**Work required:** Sift the material for lines containing "correct", and return them.

**Extracted records:**
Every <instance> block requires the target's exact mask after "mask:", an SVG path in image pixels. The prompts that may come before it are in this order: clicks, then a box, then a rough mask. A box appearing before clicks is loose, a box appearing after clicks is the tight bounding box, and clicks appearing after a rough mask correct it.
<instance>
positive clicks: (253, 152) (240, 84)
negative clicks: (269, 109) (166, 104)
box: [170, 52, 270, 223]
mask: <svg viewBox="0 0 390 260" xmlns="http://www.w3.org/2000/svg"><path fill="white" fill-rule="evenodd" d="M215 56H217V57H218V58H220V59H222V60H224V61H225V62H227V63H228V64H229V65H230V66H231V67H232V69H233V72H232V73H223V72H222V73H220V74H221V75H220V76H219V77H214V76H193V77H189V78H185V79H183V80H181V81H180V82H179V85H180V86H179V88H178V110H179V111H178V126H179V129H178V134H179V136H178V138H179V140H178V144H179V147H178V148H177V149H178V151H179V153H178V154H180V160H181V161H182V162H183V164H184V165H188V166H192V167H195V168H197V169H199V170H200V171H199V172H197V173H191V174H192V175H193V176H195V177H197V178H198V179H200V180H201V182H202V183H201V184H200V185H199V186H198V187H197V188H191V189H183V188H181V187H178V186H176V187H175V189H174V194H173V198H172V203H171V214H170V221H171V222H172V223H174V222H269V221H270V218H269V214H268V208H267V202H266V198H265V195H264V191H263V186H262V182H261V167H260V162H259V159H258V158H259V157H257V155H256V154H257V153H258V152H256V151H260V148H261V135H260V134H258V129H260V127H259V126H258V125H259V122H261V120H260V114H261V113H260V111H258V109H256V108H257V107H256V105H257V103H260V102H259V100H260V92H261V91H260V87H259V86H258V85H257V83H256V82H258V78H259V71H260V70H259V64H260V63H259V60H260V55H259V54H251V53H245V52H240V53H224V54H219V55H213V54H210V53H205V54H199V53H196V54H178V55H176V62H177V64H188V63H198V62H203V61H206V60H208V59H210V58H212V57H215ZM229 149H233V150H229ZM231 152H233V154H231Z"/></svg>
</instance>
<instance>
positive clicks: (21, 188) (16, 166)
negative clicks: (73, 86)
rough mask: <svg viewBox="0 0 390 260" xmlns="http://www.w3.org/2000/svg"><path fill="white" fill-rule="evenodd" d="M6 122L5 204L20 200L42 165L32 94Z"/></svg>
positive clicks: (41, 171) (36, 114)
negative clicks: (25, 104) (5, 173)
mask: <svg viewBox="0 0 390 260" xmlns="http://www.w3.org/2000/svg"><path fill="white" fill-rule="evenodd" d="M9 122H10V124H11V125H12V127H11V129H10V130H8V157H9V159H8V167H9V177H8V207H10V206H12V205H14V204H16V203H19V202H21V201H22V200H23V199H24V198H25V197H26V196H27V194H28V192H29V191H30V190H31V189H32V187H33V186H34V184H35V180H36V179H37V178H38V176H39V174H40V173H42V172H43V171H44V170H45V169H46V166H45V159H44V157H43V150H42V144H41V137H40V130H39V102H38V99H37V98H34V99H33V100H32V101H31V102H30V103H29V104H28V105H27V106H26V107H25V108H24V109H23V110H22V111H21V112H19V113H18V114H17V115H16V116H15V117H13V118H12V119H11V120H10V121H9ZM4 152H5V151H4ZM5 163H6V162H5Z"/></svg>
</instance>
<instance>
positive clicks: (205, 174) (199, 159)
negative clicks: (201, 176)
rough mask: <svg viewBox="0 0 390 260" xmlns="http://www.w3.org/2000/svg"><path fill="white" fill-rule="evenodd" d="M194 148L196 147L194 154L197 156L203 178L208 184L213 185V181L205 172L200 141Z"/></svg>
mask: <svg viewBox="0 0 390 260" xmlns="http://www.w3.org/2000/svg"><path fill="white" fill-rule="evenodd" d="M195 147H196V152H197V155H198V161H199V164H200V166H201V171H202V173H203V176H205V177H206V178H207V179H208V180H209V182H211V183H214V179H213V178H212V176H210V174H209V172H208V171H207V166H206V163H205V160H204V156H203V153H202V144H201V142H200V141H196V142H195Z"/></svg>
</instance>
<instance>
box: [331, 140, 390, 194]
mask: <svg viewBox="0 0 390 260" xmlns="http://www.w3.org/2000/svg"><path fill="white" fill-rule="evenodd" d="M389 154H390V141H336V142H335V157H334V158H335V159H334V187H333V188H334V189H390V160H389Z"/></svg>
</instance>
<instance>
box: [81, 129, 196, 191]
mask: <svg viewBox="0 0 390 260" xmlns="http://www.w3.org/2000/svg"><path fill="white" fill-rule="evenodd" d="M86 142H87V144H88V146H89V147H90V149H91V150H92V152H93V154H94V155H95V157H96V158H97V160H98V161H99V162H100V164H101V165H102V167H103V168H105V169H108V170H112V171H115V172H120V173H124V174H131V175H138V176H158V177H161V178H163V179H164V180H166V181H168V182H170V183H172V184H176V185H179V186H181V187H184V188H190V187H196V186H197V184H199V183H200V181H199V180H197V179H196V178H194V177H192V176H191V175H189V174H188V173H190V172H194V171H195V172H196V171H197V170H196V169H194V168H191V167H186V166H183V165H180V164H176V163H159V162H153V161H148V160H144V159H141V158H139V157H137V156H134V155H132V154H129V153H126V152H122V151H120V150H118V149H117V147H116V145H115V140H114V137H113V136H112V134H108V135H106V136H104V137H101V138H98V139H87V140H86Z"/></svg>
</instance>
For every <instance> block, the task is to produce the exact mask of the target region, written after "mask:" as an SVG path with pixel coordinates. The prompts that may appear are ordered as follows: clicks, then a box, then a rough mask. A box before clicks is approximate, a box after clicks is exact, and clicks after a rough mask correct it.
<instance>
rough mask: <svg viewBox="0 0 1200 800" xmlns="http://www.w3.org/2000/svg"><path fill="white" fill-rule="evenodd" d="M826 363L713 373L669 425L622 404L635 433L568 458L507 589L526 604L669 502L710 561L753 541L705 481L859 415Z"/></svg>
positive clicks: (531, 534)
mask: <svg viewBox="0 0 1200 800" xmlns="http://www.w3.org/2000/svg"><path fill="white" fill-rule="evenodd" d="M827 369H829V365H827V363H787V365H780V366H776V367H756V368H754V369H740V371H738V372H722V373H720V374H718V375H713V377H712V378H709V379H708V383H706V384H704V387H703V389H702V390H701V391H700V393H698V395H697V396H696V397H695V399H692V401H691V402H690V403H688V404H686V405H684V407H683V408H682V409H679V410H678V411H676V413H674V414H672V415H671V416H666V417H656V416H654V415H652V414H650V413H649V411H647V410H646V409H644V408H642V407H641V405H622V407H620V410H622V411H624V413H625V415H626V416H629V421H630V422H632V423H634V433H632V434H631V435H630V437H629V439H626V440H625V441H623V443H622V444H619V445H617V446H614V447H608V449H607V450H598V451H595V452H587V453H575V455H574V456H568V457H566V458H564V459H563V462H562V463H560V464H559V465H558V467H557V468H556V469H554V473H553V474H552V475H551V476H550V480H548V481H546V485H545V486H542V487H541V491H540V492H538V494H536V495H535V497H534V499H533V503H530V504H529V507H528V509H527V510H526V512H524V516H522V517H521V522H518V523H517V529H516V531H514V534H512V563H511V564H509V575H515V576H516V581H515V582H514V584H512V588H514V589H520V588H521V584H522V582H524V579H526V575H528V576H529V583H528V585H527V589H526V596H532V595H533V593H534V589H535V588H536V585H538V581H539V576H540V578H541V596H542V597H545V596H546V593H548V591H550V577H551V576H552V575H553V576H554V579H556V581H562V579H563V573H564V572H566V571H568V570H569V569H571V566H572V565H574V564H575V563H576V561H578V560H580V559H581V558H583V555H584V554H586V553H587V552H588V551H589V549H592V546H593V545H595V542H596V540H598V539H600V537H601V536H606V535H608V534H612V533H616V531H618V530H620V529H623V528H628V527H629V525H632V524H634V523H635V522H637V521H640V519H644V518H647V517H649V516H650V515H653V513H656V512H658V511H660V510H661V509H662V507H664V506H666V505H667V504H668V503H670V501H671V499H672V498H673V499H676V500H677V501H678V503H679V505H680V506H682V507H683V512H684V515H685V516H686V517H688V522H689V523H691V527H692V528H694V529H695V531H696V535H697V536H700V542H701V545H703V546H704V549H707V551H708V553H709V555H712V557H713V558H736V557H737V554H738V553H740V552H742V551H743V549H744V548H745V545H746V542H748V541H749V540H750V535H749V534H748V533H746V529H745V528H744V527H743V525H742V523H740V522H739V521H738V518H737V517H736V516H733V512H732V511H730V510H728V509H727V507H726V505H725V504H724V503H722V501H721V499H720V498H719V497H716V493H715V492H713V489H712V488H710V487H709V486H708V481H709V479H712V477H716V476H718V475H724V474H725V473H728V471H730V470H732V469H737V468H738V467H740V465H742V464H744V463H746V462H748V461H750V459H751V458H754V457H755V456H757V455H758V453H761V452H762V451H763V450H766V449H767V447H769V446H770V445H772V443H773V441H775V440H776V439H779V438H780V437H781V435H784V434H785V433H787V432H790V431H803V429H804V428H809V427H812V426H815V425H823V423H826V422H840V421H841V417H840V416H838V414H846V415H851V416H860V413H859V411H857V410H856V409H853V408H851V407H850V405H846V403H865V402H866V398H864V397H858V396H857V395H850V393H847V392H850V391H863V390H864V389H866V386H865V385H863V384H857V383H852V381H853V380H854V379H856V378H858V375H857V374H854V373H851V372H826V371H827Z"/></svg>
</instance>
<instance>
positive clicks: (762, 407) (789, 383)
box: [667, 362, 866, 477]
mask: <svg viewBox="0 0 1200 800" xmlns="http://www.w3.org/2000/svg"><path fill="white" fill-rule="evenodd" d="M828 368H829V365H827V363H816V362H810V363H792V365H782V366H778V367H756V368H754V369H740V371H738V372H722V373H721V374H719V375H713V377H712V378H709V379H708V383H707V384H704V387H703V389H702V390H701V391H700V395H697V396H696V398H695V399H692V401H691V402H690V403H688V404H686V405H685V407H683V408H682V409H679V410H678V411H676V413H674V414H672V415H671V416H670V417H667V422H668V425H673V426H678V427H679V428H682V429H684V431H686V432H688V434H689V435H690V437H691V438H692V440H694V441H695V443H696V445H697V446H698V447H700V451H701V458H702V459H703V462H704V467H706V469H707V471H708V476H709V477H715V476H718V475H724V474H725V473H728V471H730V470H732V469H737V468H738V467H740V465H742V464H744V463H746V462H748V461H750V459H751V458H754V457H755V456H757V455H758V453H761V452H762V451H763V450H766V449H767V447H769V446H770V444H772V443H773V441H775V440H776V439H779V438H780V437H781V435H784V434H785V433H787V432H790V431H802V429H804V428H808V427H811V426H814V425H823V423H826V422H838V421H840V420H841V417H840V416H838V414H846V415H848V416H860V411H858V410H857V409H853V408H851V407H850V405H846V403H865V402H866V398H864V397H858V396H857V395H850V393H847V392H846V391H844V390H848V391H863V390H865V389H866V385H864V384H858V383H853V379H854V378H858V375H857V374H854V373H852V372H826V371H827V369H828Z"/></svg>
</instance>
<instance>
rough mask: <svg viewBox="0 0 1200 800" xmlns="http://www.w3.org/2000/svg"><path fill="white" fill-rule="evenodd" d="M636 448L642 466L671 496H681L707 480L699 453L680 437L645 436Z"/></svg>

**Exercise solution:**
Every <instance> block requires the target's exact mask after "mask:", an SVG path in image pixels. The prompts that may come before it are in this order: clicks, then a box, then a rough mask. A box appearing before clicks is loose, a box appearing after clicks is the tight bounding box, and clicks appearing after a rough mask correct it.
For every <instance> block, the task is to produce the exact mask of the target region, written after "mask:" as an SVG path with pixel coordinates. The prompts that may appear are ordered as follows: clicks, then a box, then a rough mask. A box before clicks is approximate, a box after clicks is exact, and clicks after a rough mask correct it.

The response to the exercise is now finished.